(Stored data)
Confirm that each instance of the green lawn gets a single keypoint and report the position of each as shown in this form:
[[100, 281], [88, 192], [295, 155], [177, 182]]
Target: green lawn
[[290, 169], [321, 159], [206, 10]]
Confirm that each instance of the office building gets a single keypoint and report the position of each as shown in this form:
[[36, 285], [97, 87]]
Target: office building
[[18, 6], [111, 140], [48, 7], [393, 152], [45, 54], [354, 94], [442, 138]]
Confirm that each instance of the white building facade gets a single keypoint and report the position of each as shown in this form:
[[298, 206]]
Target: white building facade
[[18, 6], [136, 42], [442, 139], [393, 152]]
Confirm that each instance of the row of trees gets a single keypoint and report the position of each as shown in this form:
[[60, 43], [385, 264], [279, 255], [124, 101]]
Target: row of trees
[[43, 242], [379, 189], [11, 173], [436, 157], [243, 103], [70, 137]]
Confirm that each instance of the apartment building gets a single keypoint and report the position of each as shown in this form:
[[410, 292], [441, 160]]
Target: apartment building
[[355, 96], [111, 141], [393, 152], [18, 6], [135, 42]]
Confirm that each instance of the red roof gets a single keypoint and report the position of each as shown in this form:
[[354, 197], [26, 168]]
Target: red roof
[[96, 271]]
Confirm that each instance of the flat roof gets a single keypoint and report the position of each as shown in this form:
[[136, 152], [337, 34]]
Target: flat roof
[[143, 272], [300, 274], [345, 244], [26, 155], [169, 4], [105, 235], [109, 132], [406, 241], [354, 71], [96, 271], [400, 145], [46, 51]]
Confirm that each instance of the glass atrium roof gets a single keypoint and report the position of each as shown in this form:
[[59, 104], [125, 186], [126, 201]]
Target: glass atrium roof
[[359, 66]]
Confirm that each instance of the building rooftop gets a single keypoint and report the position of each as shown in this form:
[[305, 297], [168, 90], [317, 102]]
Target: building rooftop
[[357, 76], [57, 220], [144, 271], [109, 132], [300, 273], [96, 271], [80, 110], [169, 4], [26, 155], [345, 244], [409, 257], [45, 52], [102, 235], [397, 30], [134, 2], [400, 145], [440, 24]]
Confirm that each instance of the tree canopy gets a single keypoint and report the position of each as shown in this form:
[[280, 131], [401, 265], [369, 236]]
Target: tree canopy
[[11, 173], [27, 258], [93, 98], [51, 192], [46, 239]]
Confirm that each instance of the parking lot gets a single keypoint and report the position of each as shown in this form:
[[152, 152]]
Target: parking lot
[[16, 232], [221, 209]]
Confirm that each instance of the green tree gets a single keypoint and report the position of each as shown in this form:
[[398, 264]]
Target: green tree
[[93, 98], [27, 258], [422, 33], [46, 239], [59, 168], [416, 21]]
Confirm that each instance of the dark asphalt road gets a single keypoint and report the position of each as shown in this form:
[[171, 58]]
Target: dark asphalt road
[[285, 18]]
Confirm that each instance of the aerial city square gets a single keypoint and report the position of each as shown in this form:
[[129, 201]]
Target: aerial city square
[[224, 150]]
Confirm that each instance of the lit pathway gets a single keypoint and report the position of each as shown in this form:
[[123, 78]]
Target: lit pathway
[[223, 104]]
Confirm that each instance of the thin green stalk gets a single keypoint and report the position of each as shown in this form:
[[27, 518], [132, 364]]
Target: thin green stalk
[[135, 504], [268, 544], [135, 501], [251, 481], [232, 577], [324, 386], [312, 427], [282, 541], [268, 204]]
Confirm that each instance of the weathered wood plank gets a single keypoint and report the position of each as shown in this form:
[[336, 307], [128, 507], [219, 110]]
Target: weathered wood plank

Task brief -> Across the records, count the lines that contain the word "weathered" and give that figure alone.

Written solution -> 2